#### [Parts of the exercise]
1 > In the court excerpt, what did Schapiro bring on the bonds instead of rescinding?
2 > Using the court excerpt, explain in one to three sentences why a possible right of the purchaser to rescind does not help the situation.
3 > Render this sentence from the court excerpt in Spanish: "But that does not help the situation here, for Schapiro neither attempted nor wanted to rescind."

#### [Selected excerpt]
▬▬▬
But the absolute effect of the things that the parties had done in connection with the transfer of the securities and the payment of the money left Newman without any semblance of legal right to withdraw the $100,000 or any part of it, without authority from the board of directors, for his personal use. His contention that the $100,000 was "my money" is mere bald assertion. As between the seller and the purchaser, it was paid over as part of the consideration for the transfer of the bonds, notes and stock. As against the newspaper corporation, it was in law a payment for the 500 new shares of stock, which were issued to and accepted by the purchaser. If it was agreed between the seller and the purchaser, with the newspaper corporation's consent, that the transaction was to remain subject to the performance of the condition that an assignment of the International Paper account should be furnished, then the condition may have been converted into a condition subsequent, and the situation may have been left sufficiently open so that the purchaser would have had a right to rescind.

But that does not help the situation here, for Schapiro neither attempted nor wanted to rescind. He did not see fit to let loose of his profit-making opportunity on the bonds, but brought foreclosure upon them instead, and, on the basis of his foreclosure-sale bid, apparently stood to make a profit of at least $50,000 above the $200,000 total purchase-price investment. And, of course, if the transaction had been thus rescinded, the 500 shares of stock issued for the $100,000, which Newman and Schapiro retained, would have had to be surrendered to the newspaper corporation.
▬▬▬
#### [Provided material]
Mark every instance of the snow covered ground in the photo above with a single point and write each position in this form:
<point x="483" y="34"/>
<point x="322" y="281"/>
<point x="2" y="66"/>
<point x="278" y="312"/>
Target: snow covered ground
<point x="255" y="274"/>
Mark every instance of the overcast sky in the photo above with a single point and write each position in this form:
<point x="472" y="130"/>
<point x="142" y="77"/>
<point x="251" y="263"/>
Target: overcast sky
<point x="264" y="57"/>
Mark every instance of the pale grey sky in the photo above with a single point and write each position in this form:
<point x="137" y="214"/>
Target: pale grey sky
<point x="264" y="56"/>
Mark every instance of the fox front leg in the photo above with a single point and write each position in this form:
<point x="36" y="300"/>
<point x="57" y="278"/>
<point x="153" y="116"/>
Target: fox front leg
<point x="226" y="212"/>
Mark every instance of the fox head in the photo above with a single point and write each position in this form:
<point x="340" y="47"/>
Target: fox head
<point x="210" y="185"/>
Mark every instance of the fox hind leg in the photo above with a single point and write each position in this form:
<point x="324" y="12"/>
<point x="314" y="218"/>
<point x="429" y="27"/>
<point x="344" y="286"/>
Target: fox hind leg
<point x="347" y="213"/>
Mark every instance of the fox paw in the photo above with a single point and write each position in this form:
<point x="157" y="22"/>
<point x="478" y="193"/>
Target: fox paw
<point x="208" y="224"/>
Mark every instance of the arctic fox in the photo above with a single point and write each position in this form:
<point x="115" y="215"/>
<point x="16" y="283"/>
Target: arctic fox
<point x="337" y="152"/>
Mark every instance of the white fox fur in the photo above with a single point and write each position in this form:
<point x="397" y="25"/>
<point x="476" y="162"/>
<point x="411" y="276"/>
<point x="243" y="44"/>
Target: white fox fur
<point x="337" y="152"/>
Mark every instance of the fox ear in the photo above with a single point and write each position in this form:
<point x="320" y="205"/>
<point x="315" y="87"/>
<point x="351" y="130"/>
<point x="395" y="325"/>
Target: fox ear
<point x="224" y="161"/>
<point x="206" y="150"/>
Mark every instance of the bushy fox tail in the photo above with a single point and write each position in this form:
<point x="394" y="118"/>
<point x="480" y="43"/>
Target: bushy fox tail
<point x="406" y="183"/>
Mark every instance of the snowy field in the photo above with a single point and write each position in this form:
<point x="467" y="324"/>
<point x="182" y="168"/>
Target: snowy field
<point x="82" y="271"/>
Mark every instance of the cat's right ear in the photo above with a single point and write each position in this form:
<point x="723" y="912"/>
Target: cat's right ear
▬▬▬
#### [Solutions below]
1 > Foreclosure.

2 > Schapiro neither attempted nor wanted to rescind. Instead of letting go of his profit-making opportunity on the bonds, he brought foreclosure on them.

3 > Pero eso no ayuda a la situación aquí, pues Schapiro ni intentó ni quiso rescindir.